Task material >>
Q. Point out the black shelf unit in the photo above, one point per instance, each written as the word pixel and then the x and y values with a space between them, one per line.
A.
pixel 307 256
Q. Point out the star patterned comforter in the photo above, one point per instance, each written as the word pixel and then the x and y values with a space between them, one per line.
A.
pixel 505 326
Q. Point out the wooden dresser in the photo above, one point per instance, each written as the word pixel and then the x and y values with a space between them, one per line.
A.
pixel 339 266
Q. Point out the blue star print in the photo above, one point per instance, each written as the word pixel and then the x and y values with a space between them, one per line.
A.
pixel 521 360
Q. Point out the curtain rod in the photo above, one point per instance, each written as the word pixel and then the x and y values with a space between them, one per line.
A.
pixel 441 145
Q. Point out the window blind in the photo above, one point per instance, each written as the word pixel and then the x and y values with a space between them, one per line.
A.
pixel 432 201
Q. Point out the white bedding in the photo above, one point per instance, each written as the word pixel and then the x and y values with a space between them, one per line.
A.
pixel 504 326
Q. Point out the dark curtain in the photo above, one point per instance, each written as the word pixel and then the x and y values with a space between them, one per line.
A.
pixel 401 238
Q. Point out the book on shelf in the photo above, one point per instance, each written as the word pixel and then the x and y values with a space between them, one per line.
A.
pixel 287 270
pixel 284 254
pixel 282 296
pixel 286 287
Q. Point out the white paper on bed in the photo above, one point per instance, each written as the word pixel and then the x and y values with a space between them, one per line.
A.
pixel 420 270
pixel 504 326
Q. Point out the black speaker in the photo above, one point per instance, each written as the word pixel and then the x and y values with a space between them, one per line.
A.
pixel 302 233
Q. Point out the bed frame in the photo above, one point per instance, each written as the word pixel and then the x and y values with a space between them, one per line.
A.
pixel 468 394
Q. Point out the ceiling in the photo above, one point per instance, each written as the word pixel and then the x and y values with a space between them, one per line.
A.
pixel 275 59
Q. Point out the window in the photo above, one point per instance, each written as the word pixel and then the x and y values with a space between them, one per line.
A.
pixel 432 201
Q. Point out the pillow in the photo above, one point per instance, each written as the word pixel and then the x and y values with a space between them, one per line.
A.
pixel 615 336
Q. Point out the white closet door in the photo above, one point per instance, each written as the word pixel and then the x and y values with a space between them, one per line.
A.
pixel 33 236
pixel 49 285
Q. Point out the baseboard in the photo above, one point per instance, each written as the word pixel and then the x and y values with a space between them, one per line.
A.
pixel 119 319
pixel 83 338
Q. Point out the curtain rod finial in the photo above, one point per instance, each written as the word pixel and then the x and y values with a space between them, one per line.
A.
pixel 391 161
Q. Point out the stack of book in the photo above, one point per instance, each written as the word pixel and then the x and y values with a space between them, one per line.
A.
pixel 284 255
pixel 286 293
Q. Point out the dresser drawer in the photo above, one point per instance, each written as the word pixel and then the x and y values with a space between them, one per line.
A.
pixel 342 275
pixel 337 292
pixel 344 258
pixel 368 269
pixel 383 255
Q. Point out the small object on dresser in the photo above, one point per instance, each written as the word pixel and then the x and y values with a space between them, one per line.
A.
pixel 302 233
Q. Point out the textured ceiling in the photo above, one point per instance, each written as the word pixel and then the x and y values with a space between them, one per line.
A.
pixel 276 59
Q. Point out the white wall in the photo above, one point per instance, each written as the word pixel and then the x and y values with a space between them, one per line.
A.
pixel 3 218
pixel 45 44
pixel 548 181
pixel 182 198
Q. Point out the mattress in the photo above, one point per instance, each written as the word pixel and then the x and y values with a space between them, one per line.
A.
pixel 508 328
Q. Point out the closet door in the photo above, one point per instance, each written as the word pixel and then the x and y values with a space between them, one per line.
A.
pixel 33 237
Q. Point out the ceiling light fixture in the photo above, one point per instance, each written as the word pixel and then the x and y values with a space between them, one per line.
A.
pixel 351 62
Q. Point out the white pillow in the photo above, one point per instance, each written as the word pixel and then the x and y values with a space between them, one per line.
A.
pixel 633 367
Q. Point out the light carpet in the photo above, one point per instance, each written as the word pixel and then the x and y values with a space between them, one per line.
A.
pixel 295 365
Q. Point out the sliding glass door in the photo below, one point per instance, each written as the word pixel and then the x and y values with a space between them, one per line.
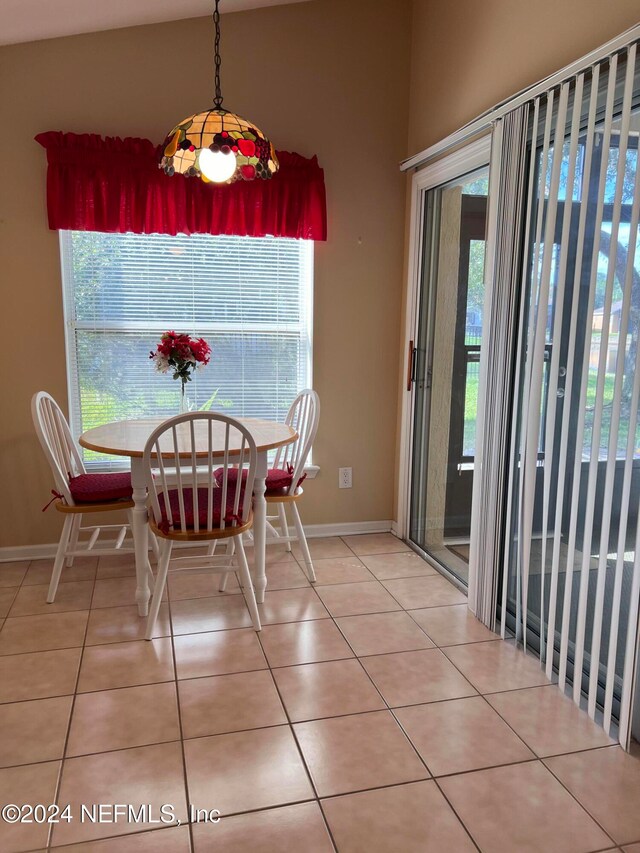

Task description >>
Reproduce the listing above exactly, but skip the pictures.

Answer space >>
Q. Point out the black shelf unit in the photo above, one point per instance, each written as the word pixel and then the x and y values with a space between them, one per line.
A.
pixel 307 256
Q. Point out the star patterned comforter in the photo above, one point per instance, each written as the word pixel and then the x and y values with a space between them, one per line.
A.
pixel 505 326
Q. Point out the wooden dresser in the photo above, one point per instance, each written as the word pixel and then the x and y values with a space between them, one per line.
A.
pixel 339 266
Q. Point out the blue star print in the photo above, one point per instance, each written as the word pixel and then the x and y values with a space between them, one per line.
A.
pixel 521 360
Q. Point out the curtain rod in the photo above, one point per instance, each written as the word pixel and then the x and y values with a space between them, one per line.
A.
pixel 441 145
Q. Point out the window blind in the photo above, one point per instance, each written as the word pixel and then the x and y values with a space between them, one per line.
A.
pixel 432 201
Q. Point out the white bedding in the photo above, one point per instance, each written as the word pixel and then the x and y values with a space between them, one per line.
A.
pixel 504 326
Q. Point out the dark curtain in the photo above, one point per instance, each written as the word pixel and then the x and y values with a space between them, one per line.
A.
pixel 401 238
Q. Point out the book on shelf in the photo above, one point per instance, each written as the word pixel and then the x and y values with a space between them, one per line.
A.
pixel 287 270
pixel 284 254
pixel 282 296
pixel 286 287
Q. Point out the white paper on bed in the photo above, one point per instance, each written as the word pixel and then the x and y values with a space between them, one per line.
A.
pixel 420 270
pixel 504 326
Q. Point out the black speaker in the photo above, one point per instance, each written as the word pixel and then the x and y values with a space between them, one per line.
A.
pixel 302 233
Q. Point out the bed frame in the photo above, one point per instance, each written as the word pixel and then the x and y values with a space between them, one per line.
A.
pixel 468 394
Q. Point out the ceiling in the photo above, one point per instance, each written as the word pixel and then the x and y values with a space between them, one per line.
A.
pixel 275 59
Q. Point out the window in the photo above, one point per instance, each written as the word pixel and then the x and y values with a space between them, one per line.
A.
pixel 432 201
Q. Point out the pillow in the photo above, one point per instance, each written as the word pixel and then the x and y values with a space between them, one per line.
A.
pixel 615 336
Q. Point out the white closet door in the photo above, one point per instance, each written as the word pixel and then the x and y values with a space between them, one per line.
A.
pixel 33 236
pixel 49 285
Q. Point out the baseboard in the photo above, one point per instance, each written as the word pixel and then the x and y values with a space between them, one per line.
A.
pixel 119 319
pixel 83 338
Q. Point out the curtain rod finial in the photo above, one point per instance, each written as the word pixel and then the x and y values with a space between them, one per line.
A.
pixel 391 161
Q. Point out the stack of book in the photo above, one point per instance, each written as the word pixel and then the x and y values with a space between them, one per line.
A.
pixel 284 255
pixel 286 293
Q. Point out the dresser drawer in the photo above, one point per instance, each written as the word pixel and then the x and y values with a space between them, one per line.
A.
pixel 342 275
pixel 337 292
pixel 344 258
pixel 368 269
pixel 383 255
Q. Point out the small object on dresser in the photo above, one point per instance, each written as the word pixel and then the x and y values with a space between them, one per line.
A.
pixel 302 233
Q. Point out the textured ceiling in the photo above, one point per instance, each written as the word pixel and then the x and y values with a space between them, one per line.
A.
pixel 276 59
Q. Point out the white wall in the photo above, one point per instance, each written as the word pixel and then the x and y values with a space between them, one per line.
A.
pixel 3 218
pixel 45 44
pixel 548 181
pixel 182 198
Q. Point out the mattress in the photo above, one point per instance, each written as the word pixel and then the x and y values with a space between them, one per line.
A.
pixel 508 328
Q. Point out the closet door in the photo above, one point per instance, each written as the word pixel and then the x and y values with a space between them, one per line.
A.
pixel 33 237
Q. Point out the ceiling light fixture in the photo above, one point per instance, each written as the word pixel and then the x and y values with a space between them, one per line.
A.
pixel 351 62
Q. Point out the white pillow in the photo above, one point per instance, each written as the word pixel and then the x and y values with a space between them, one per line.
A.
pixel 633 367
Q. Point out the light carpet in the photo above, one point per instance, each written as the word pixel and then the x and y values with a space between them, one per line.
A.
pixel 295 365
Q. Point out the sliding glass door in the photo below, one point per instance, each written as the word pixel and then the x and y values with a space between them, one per line.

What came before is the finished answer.